Extracted records:
○ ○ ○
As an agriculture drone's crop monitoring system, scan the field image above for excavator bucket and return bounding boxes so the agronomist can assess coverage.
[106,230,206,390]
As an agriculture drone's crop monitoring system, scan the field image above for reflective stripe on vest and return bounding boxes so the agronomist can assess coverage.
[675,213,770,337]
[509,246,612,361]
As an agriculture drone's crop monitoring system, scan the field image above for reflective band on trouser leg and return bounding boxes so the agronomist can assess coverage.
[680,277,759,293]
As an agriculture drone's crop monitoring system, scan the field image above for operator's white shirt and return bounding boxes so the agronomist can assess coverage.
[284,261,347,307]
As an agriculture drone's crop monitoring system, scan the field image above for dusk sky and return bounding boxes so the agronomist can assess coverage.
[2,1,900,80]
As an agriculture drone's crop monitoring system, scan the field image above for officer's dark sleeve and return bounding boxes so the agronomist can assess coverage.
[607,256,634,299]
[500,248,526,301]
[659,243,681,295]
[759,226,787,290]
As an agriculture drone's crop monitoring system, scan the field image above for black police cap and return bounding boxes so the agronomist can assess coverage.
○ ○ ○
To do:
List each line in the records above that contains the string "return".

Correct answer:
As an agriculture drone's crop monitoring system, scan the field image above for excavator bucket and return bounding boxes so the agronomist can assess coverage.
As an agriculture drone's crop monitoring system, scan the field image above for reflective stripe on vest and return bounding boxes so the agronomist can assess coverage.
As an agriculture drone's crop monitoring system, scan the field image above for reflective band on trouser leg and return bounding boxes so the agronomist can assess coverage.
As an agriculture drone's crop monitoring system, scan the field image above for operator's white shirt and return bounding boxes so the agronomist can assess coverage.
As an agriculture drone's crop monitoring system, scan the field image above for dusk sky and return bounding boxes so the agronomist can assess coverage.
As an agriculture drone's crop monitoring system, scan the field image above for officer's dark sleeve and return bounding boxes so the agronomist can assess coverage.
As an agriculture drone's crop monitoring system, scan the field image above for black police cap and return bounding boxes so the agronomist can assess coverage.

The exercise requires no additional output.